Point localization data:
[Start of section]
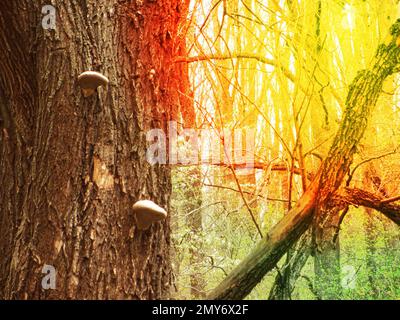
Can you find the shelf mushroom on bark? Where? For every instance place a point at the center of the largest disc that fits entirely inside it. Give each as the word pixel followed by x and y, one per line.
pixel 90 81
pixel 147 212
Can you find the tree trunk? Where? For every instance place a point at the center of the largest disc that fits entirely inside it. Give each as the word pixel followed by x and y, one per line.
pixel 361 99
pixel 72 167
[End of section]
**WHAT IS NEEDED**
Please transcribe every entry exactly as written, leaving the pictures out.

**RESULT**
Can you find the shelf mushroom on bark? Where? For every instance place a point at the center of the largest disc that fits entirely inside it. Give each as the word pixel followed by x and y, one per line.
pixel 90 81
pixel 147 212
Can you find the tree trunk? Where? For every instance place a point at the center of the largest disc that fits entirely inside it. Give each as the word pixel followed by x and y, one per line.
pixel 361 99
pixel 72 167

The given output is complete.